- Text under study
◇ ◇ ◇

Police in Australia found large loads of cocaine and meth worth an estimated $140 million hidden inside a vintage Bentley luxury sedan that was shipped from Canada earlier this month.
The mixed load of illicit in-demand street drugs was found stuffed into a regal 1960 Bentley S2 that was placed in a shipping container and sent by sea from Canada. It arrived at Port Botany in Sydney, according to New South Wales Police.
The container was X-rayed by Australian Border Force agents who spotted suspicious anomalies. Further examination of the Bentley revealed plastic wrapped bags of crystal methamphetamine stuffed behind the headlights, authorities said.
The border agents called in New South Wales Police, who partially dismantled the car. Officers found 161 kilograms of crystal meth in bags and 30 kilos of cocaine packed as tightly wrapped pressed bricks.
Australian authorities started a task force to investigate the importation with assistance from the RCMP, according to Australian authorities. The investigation was codenamed Strike Force Chime.
On Thursday, detectives backed by heavily armed members of the riot squad raided a residence in a suburb of Sydney called Rooty Hill. Two men were arrested there, aged 22 and 23.
It appears police removed the drugs, reassembled the car and allowed it to proceed on its journey to be delivered to whomever might be expecting it.
Police photographs of the raid shows the distinctive lines of a metallic silver Bentley in the driveway of a home, under an open car port. The left headlight is partially removed and dangling, and the left front tire is off, with tools scattered around. It seems police waited for someone to start trying to retrieve the load before swooping in.

◇ ◇ ◇

- Your tasks
A. Set down the passage of the article on the drug-laden Bentley between "Australian authorities started" and "aged 22 and 23.", inclusive, copying it word for word.
B. List every geographic place name in the article on the drug-laden Bentley, from countries down to the suburb.

◇ ◇ ◇

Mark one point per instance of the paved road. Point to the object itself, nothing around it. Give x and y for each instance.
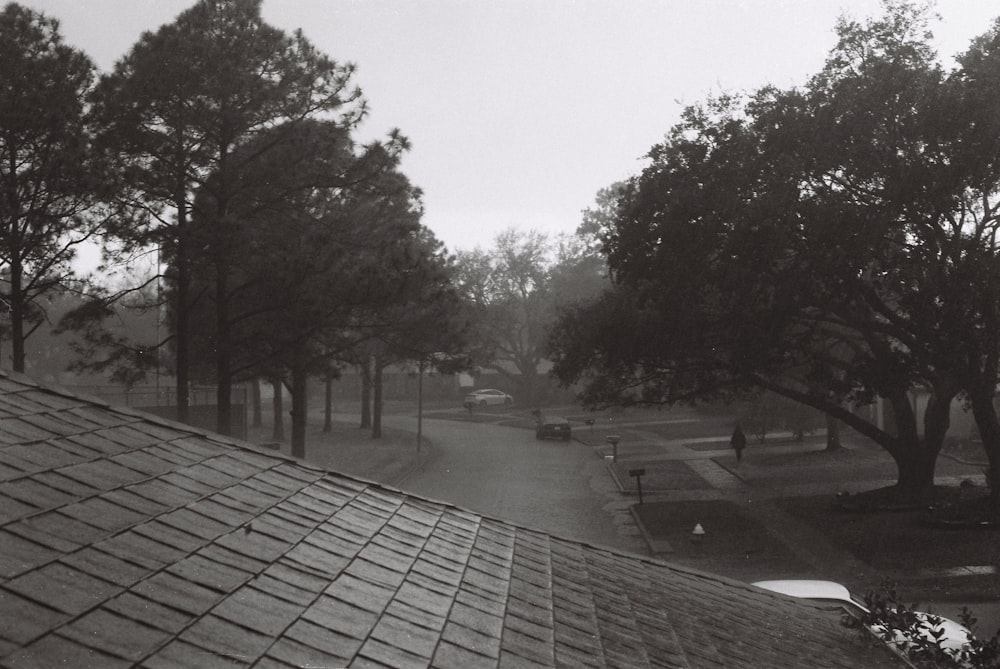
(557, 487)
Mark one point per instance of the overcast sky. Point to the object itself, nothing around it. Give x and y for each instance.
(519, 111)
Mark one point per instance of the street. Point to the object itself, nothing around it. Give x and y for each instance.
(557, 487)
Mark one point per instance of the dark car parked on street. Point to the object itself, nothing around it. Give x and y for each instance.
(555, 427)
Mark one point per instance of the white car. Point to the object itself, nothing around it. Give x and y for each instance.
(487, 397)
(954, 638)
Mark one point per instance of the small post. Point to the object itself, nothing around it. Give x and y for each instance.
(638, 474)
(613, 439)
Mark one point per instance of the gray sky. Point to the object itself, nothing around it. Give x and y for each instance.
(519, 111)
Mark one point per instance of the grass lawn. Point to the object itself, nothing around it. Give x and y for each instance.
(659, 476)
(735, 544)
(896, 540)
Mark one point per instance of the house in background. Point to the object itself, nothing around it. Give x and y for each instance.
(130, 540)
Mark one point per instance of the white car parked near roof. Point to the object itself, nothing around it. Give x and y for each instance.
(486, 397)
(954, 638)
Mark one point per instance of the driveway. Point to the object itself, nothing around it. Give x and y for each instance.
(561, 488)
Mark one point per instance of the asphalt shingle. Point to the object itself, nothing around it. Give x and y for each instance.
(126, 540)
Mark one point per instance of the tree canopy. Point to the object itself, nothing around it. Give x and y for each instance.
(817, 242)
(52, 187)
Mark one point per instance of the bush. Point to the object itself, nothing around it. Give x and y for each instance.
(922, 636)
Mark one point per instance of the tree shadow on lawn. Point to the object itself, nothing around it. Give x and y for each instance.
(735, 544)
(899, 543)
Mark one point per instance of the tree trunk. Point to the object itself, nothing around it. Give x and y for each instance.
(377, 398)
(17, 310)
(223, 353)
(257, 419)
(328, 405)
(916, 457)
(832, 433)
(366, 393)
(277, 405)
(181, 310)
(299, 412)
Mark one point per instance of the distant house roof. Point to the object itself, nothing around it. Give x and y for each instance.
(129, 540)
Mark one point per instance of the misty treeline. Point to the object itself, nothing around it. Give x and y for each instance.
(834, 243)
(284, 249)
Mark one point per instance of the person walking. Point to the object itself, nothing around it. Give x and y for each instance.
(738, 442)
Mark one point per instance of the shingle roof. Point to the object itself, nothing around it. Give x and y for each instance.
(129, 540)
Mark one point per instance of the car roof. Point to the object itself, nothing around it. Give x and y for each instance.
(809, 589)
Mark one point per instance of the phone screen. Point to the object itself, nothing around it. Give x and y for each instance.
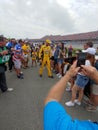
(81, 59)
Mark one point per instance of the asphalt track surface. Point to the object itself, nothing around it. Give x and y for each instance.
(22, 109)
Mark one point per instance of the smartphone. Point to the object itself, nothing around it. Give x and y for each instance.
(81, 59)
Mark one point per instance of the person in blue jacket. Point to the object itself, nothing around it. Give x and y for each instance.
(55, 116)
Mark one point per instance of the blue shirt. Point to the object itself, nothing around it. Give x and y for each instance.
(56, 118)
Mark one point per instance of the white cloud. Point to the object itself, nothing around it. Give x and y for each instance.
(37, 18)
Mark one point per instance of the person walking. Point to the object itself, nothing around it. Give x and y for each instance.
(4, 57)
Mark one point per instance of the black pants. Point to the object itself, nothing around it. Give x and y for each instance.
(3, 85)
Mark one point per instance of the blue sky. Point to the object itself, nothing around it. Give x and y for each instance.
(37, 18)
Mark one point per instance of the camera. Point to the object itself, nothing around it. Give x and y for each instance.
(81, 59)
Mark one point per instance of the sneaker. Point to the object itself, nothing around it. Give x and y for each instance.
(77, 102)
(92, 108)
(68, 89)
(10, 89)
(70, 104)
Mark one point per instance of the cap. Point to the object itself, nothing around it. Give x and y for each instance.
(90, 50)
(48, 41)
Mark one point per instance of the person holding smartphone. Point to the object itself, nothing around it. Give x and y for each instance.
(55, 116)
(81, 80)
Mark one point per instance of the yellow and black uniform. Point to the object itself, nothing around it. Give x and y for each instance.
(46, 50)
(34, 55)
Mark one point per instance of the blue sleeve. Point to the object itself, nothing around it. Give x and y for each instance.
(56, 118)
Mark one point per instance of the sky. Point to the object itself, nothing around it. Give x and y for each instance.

◇ ◇ ◇

- Replies
A.
Australian authorities started a task force to investigate the importation with assistance from the RCMP, according to Australian authorities. The investigation was codenamed Strike Force Chime.
On Thursday, detectives backed by heavily armed members of the riot squad raided a residence in a suburb of Sydney called Rooty Hill. Two men were arrested there, aged 22 and 23.

B.
Australia
Canada
Port Botany
Sydney
New South Wales
Rooty Hill